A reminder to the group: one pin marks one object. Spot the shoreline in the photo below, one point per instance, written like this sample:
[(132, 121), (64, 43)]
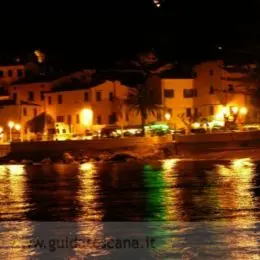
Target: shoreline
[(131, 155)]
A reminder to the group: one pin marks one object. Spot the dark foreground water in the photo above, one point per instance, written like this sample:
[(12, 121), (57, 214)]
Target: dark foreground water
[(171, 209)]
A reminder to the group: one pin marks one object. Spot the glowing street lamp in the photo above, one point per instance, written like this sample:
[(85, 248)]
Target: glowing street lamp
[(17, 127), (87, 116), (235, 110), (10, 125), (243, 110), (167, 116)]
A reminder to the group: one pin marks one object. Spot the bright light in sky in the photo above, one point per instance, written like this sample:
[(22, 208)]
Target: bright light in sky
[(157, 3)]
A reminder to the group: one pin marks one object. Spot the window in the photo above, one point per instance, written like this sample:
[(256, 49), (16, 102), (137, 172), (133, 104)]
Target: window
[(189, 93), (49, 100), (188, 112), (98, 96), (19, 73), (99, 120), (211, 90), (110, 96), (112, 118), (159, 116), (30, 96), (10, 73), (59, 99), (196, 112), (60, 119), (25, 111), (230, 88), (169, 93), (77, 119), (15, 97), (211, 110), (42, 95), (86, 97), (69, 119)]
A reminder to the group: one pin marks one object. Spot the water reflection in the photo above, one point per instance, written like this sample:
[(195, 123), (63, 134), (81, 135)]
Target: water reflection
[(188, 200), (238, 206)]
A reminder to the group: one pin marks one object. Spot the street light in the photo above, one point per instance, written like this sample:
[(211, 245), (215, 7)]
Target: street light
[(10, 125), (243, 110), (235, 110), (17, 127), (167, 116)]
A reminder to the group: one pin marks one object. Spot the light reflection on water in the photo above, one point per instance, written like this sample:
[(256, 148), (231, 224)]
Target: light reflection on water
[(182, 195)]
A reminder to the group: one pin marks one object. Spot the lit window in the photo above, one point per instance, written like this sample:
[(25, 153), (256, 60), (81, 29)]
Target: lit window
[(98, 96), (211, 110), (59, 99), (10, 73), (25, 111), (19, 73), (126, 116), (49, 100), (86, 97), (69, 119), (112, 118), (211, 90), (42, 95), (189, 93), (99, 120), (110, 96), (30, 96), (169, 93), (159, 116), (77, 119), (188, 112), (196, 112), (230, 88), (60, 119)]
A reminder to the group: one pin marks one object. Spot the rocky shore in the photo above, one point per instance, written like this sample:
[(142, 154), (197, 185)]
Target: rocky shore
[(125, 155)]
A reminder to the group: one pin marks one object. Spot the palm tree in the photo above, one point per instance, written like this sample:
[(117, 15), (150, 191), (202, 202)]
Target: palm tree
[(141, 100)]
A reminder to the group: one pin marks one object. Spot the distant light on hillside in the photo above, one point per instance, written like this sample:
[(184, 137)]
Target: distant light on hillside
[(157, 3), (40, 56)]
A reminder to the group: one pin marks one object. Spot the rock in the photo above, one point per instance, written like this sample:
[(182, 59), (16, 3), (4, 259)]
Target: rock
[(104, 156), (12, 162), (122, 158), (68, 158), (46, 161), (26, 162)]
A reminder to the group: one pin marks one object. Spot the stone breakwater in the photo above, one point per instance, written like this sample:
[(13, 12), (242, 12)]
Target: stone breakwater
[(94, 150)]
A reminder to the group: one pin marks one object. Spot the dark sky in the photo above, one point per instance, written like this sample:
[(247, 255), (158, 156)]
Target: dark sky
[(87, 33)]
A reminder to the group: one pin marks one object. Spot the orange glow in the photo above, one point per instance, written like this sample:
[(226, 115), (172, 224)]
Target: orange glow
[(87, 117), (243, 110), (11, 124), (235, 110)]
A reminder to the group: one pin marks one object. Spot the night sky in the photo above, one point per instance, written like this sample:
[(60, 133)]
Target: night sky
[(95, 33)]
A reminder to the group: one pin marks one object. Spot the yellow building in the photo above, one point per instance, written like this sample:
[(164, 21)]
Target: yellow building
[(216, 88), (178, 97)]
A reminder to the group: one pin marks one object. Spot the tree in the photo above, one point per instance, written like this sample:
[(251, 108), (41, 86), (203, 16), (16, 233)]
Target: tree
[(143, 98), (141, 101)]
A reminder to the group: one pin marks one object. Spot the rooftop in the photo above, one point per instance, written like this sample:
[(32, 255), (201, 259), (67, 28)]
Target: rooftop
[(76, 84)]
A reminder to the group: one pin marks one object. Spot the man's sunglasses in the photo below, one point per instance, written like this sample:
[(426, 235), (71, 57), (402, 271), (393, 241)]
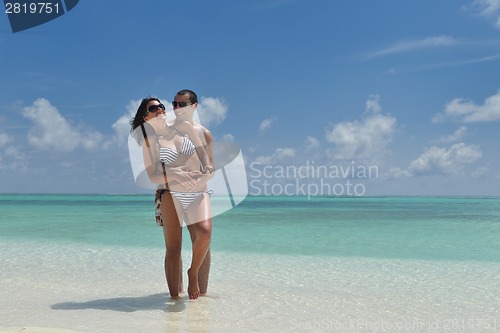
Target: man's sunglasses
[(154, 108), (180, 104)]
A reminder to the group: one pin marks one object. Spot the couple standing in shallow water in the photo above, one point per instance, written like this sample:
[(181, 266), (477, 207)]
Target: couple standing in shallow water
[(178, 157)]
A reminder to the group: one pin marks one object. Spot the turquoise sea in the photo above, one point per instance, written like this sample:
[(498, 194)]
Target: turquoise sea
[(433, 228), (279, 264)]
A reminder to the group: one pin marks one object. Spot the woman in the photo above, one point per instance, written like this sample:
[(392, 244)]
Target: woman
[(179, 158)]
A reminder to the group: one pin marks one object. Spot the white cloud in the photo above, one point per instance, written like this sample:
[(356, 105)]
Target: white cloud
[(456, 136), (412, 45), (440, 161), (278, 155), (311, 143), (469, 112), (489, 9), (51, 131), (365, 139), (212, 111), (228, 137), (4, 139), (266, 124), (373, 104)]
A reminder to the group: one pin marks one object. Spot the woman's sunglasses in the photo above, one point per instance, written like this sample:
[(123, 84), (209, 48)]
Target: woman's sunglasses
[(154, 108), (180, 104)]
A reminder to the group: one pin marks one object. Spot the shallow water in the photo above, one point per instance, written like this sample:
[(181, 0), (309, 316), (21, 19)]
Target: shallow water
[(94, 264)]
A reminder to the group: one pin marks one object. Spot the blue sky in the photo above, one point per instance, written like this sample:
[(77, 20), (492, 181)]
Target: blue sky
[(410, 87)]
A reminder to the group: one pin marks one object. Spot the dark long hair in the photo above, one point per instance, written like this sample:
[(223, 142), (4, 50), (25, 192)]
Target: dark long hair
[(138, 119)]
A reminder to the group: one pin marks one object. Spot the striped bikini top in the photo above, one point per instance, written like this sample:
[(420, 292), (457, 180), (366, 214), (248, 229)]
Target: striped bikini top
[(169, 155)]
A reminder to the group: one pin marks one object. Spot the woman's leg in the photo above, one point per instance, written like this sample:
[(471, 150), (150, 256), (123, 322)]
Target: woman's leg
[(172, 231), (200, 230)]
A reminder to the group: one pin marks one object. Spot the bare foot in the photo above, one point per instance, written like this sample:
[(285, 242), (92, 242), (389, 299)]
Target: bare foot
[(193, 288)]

Instructions to follow: Quote every line from the line containing "Spot the bare" through the closing line of the listing, including both.

Task solution:
A reminder to the group: one pin marks one object. Spot the bare foot in the photo above, one point per instance, written like this sample:
[(285, 242), (92, 242), (389, 299)]
Target: bare foot
[(193, 288)]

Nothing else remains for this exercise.